• _Provided data_:
..............................
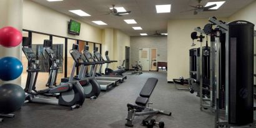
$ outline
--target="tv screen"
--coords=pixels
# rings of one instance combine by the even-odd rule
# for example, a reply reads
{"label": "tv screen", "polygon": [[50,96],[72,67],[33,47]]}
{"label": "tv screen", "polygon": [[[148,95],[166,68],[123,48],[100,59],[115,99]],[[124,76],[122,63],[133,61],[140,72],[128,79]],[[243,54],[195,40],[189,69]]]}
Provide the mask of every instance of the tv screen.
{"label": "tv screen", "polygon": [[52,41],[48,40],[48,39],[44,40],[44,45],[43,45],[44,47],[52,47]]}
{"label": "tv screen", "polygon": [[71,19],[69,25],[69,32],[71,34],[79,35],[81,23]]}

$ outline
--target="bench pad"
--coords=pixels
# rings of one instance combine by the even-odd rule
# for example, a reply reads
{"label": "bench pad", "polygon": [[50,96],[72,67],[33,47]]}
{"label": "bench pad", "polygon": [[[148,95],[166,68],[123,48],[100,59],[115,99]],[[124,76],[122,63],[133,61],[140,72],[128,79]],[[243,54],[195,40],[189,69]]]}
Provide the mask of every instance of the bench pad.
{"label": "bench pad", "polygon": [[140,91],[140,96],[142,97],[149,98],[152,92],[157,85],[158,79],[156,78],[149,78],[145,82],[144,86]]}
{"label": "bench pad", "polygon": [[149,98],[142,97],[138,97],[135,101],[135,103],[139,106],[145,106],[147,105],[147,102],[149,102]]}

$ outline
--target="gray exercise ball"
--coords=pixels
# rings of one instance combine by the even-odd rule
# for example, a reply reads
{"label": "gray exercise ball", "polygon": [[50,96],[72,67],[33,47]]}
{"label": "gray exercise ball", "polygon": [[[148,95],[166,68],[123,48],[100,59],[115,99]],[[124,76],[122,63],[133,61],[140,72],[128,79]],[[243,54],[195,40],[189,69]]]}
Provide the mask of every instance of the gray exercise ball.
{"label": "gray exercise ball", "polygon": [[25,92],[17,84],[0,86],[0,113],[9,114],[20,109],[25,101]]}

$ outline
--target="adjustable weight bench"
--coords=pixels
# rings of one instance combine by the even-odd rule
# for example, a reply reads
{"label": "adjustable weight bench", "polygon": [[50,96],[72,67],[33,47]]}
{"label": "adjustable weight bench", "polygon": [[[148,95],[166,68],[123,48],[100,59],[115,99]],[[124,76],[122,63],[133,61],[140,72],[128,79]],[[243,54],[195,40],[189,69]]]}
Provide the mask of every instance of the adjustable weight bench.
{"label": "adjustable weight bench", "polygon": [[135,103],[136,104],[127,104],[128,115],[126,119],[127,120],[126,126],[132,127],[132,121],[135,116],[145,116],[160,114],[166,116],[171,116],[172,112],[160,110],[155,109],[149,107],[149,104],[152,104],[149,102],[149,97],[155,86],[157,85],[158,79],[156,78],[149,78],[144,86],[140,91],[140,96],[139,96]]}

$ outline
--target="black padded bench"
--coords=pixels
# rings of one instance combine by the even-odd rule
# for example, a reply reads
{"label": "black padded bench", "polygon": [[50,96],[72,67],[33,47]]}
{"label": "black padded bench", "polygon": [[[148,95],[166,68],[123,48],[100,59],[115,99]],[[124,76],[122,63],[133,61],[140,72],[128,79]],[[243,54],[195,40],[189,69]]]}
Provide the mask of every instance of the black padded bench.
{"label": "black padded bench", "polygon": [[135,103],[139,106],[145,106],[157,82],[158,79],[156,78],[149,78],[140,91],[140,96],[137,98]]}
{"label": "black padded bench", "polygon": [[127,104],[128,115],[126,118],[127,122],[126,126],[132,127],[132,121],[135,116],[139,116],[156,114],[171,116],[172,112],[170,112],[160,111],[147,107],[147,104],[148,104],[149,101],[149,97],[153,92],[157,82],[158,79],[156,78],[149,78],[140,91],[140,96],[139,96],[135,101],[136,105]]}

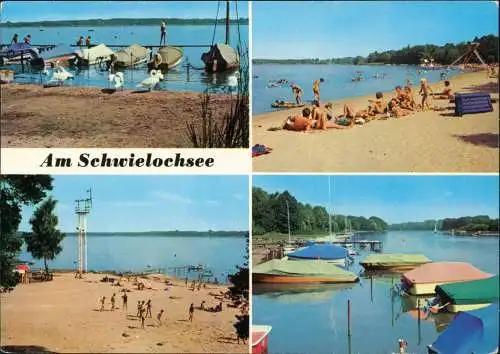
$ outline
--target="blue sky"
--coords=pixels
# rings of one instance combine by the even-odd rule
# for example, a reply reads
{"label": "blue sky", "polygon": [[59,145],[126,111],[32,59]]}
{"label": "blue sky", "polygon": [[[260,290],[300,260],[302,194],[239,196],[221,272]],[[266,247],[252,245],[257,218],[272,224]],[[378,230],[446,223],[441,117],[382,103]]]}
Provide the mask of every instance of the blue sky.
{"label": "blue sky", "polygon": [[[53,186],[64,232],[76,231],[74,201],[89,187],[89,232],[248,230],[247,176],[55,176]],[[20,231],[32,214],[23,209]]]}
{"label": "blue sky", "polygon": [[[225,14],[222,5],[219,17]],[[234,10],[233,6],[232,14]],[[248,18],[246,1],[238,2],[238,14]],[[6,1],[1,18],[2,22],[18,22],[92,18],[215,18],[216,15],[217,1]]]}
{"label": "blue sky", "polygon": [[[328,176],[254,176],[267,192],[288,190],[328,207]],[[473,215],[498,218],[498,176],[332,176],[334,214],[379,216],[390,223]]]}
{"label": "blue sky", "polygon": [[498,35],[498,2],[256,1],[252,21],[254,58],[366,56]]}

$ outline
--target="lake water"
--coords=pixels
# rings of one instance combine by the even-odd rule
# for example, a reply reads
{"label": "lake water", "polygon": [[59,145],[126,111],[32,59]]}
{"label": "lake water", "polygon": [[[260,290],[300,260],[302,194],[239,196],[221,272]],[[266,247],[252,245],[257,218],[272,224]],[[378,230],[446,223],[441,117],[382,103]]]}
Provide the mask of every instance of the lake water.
..............................
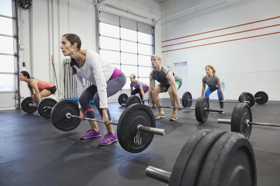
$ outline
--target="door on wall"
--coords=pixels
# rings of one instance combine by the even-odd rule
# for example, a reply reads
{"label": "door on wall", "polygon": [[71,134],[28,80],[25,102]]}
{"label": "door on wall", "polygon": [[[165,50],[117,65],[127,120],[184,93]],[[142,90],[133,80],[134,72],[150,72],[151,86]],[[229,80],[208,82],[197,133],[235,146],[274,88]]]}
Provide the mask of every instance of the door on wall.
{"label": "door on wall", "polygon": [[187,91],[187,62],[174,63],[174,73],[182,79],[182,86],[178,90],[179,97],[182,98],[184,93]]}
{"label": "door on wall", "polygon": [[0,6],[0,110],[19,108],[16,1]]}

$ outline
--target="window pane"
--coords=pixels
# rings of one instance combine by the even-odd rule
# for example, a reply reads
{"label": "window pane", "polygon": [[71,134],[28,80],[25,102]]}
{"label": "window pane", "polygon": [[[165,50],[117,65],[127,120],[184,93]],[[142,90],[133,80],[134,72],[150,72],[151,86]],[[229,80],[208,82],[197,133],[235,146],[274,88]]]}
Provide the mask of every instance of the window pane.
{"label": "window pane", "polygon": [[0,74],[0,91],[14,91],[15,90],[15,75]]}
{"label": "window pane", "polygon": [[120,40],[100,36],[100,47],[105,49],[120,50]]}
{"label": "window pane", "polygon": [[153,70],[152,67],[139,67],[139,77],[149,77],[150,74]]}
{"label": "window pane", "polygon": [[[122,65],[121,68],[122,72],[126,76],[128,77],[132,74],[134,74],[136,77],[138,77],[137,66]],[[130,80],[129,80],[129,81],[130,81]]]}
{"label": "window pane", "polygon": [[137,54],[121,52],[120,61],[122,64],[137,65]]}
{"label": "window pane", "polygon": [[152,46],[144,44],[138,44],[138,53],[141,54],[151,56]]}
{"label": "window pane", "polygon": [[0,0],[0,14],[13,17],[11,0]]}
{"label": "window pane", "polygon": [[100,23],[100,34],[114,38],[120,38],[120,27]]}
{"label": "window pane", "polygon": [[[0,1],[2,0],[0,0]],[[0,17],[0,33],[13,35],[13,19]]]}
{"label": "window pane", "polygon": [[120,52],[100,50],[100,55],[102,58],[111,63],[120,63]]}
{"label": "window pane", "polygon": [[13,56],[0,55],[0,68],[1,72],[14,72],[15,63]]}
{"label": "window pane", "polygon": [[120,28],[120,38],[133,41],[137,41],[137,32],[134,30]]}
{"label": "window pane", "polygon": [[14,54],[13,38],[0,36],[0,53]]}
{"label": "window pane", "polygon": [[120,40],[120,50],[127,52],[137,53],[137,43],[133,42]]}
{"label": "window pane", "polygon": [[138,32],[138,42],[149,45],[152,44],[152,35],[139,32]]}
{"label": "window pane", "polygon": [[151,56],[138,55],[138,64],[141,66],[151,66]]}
..............................
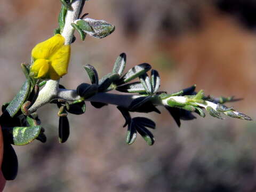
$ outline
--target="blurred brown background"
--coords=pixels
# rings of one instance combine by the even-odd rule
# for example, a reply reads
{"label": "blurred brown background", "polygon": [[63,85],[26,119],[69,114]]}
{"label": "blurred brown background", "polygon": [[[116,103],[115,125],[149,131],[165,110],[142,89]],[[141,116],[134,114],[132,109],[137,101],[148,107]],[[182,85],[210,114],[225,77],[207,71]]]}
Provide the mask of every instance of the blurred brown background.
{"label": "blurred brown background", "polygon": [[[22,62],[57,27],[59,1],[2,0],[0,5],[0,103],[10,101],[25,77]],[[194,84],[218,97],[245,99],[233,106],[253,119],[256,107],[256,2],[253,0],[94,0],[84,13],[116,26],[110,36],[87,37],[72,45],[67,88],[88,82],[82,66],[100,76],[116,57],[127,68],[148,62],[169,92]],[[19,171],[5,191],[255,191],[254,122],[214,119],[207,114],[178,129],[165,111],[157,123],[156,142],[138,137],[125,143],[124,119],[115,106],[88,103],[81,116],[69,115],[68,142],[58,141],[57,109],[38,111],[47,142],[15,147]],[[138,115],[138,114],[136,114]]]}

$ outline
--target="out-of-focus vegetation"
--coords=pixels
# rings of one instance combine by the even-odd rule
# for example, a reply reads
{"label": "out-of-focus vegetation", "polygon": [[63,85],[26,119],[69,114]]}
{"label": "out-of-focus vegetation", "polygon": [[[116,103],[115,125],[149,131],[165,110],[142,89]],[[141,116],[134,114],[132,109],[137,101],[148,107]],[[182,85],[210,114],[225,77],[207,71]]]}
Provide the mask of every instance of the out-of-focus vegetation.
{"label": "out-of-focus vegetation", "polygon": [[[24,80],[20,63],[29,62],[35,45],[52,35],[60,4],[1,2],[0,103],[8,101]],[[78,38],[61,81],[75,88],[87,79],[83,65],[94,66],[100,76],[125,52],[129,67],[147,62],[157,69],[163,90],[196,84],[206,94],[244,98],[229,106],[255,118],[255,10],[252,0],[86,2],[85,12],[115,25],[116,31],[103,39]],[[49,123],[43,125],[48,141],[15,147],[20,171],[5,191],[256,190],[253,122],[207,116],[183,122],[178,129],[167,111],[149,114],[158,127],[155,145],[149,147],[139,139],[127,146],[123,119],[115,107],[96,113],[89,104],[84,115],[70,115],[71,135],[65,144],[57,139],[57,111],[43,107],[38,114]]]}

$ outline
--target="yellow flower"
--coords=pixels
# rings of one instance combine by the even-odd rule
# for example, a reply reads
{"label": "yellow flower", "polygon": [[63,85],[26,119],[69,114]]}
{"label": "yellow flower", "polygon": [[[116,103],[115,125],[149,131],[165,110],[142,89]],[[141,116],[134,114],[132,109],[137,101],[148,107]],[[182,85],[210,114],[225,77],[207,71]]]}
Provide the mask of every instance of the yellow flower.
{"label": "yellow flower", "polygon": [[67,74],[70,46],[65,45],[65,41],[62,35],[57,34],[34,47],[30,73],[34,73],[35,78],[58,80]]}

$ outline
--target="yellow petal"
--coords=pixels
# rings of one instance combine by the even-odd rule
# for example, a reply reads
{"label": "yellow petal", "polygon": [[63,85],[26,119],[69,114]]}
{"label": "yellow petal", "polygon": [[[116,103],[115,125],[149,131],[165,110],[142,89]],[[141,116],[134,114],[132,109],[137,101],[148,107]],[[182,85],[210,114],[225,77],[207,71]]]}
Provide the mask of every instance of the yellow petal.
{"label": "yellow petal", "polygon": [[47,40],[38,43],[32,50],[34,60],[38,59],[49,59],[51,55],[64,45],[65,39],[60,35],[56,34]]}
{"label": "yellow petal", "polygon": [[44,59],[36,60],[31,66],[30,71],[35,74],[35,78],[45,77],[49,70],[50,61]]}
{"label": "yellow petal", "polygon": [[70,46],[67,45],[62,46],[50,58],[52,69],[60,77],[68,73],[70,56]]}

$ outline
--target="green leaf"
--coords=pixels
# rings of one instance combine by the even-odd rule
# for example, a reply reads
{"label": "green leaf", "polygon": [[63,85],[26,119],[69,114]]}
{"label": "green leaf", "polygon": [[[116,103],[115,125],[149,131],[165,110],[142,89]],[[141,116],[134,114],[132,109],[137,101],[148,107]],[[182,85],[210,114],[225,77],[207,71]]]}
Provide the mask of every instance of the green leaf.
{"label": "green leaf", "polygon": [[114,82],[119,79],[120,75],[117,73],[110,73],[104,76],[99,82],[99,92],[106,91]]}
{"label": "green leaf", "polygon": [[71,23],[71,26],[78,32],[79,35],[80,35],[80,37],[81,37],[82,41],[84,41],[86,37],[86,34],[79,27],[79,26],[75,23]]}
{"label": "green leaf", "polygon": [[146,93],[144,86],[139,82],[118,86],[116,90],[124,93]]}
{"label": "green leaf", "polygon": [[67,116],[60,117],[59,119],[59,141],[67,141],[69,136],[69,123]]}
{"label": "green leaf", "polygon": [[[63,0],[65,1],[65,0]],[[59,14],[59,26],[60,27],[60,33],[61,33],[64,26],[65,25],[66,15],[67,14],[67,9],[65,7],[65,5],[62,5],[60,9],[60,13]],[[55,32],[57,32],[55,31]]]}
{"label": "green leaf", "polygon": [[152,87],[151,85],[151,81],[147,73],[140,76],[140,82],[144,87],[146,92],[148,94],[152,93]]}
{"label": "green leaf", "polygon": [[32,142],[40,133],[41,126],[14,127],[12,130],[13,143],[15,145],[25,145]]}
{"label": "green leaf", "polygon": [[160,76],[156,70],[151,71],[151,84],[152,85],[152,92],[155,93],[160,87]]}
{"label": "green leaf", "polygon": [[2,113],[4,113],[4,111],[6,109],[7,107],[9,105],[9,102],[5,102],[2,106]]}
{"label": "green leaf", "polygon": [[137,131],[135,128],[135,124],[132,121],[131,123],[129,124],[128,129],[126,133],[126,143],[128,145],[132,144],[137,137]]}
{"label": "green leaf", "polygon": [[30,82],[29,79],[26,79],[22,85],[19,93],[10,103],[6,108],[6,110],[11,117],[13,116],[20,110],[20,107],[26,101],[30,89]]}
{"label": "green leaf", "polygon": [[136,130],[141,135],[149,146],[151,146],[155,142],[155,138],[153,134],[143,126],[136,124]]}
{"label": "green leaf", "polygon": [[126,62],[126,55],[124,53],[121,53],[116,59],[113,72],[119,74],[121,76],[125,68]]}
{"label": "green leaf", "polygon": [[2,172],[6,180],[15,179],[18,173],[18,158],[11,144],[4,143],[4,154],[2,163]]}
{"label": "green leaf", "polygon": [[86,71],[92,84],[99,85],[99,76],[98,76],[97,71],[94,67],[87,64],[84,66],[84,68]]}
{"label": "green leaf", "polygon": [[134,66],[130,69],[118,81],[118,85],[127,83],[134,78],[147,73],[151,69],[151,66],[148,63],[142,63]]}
..............................
• _Aim_: Show every line above that contains the word "exercise", copying each one in full.

• _Answer in full_:
--target="gray exercise ball"
{"label": "gray exercise ball", "polygon": [[50,96],[72,67],[33,47]]}
{"label": "gray exercise ball", "polygon": [[[148,95],[166,68],[123,48],[100,59],[115,99]],[[124,76],[122,63],[133,61],[140,72],[128,79]],[[243,54],[195,40],[189,69]]]}
Provide the mask of every instance of the gray exercise ball.
{"label": "gray exercise ball", "polygon": [[25,92],[17,84],[0,86],[0,113],[9,114],[20,109],[25,101]]}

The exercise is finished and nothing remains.